» Set of tasks
A – Using the exhibition text below, rewrite the paragraph that begins "As a faithful observer" as a short bulleted list that keeps its main facts.
B – Answer these questions from the exhibition text below, one answer per line:
(i) Which presentation at Mestre Projects is this for Kassou Seydou?
(ii) What is the solo show called?
(iii) Which part of Senegal's population faced hostility, and what were its members often?

For his second presentation at Mestre Projects, Senegalese artist Kassou Seydou unveils a new series of paintings in his solo show Between the Two. The works conceived by Kassou Seydou for this exhibition constitute a new corpus in the artist’s last decade of creation. They are both a continuation of his research and inaugurate a new technique of representation.
As a faithful observer of contemporary African societies, Kassou Seydou’s new series focuses on the resilience of civil societies in the struggle to preserve the gains of democracy. From one work to the next, the painter evokes the demonstrations and struggles that have punctuated Senegal’s recent history, often confronting the excesses of the political powers at the time. 1989, 2011, 2021, 2024: a series of dates that remain engraved in the artist’s memory for the violence they symbolize and the societal issues they raise. Hostility towards Senegal’s Moorish population, often traders, exacerbated by a difficult economic context, the defense of freedom of movement during the prolonged confinement and censorship of social networks in the context of Covid 19, or discontent with political maneuvers aimed at challenging the principle of a limited number of presidential mandates: all circumstances that saw the Senegalese people rise up and demonstrate in the streets. The defense of these rights has each time ended in disastrous news of injury and death. Often, the opposition appears as that of a new generation seeking to assert itself. Established tradition challenged by the desire for change and a place for one’s own.

[Point localization data]
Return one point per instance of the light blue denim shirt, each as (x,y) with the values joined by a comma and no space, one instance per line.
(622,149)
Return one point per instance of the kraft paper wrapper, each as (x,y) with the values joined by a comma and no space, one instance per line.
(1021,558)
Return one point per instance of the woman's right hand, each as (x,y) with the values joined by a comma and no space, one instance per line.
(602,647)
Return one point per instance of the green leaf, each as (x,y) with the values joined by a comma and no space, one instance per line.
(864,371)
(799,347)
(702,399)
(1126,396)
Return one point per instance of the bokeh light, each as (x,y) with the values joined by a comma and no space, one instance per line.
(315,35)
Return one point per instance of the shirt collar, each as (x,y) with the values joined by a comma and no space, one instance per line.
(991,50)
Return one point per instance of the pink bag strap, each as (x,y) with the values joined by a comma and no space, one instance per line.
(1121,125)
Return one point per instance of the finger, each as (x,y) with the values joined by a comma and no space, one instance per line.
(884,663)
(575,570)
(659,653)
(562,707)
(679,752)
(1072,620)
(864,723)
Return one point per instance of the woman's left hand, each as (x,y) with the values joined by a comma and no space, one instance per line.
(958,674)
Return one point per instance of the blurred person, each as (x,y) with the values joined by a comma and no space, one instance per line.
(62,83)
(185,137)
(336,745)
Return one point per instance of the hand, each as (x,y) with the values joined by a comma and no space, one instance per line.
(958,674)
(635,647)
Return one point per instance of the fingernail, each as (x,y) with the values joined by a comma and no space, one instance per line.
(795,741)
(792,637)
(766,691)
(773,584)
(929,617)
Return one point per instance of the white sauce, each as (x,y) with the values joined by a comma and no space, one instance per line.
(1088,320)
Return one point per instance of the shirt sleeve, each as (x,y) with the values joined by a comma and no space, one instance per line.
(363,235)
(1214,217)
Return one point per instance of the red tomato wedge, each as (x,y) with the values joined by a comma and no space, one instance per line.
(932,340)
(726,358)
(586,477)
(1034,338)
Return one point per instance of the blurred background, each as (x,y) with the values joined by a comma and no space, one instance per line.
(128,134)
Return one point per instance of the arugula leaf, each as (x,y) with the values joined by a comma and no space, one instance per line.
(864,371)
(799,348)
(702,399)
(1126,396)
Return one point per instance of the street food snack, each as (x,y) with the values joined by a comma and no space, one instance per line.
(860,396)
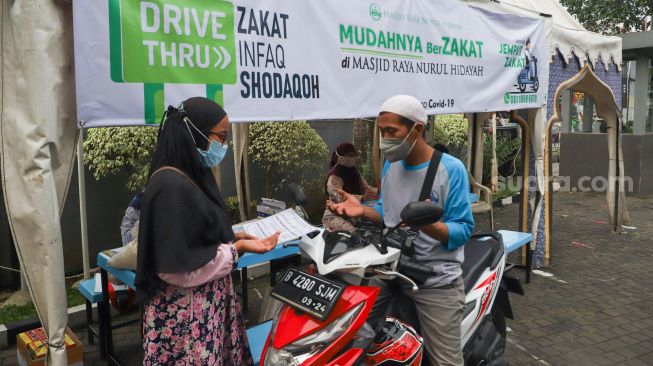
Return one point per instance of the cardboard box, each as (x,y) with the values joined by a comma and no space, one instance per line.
(32,348)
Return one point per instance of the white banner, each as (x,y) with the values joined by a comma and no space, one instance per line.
(311,59)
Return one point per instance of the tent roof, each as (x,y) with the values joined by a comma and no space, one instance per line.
(567,35)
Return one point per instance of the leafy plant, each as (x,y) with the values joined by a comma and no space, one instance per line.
(451,131)
(112,150)
(507,152)
(611,17)
(288,152)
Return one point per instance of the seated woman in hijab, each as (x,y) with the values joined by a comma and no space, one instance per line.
(187,248)
(343,175)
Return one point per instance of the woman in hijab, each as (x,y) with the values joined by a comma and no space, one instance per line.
(186,247)
(343,175)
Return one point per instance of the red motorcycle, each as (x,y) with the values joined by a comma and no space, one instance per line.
(325,316)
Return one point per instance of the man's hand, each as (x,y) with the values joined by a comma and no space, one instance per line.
(245,236)
(350,206)
(257,245)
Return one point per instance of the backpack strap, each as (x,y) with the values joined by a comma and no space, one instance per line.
(430,175)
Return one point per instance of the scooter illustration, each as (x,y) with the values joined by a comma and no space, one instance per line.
(528,76)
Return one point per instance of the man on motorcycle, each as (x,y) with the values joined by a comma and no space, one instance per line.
(440,299)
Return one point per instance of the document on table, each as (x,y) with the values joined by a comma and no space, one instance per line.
(287,222)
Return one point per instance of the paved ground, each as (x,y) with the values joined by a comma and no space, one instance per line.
(594,309)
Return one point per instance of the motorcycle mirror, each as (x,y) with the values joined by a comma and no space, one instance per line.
(297,194)
(421,213)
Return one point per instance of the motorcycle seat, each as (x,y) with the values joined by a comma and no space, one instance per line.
(479,255)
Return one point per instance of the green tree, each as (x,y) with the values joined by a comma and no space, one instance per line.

» Answer list
A –
- Kassou Seydou's new series focuses on how civil societies hold on and fight to protect the gains of democracy.
- The paintings recall the protests and struggles in Senegal's recent history, which often stood against the excesses of those in power at the time.
- The dates 1989, 2011, 2021 and 2024 stay in the artist's memory for their violence and the social issues they raise.
- The causes included hostility toward Senegal's Moorish population, often traders, made worse by hard economic times. They also included the defense of freedom of movement during the long Covid 19 confinement and the censorship of social networks. Anger at political moves to challenge the limit on presidential terms was another cause.
- Each time, defending these rights ended with news of injuries and deaths.
- The opposition often looks like a new generation trying to assert itself, with tradition challenged by the wish for change and a place of one's own.

B –
(i) His second presentation.
(ii) Between the Two.
(iii) The Moorish population, whose members were often traders.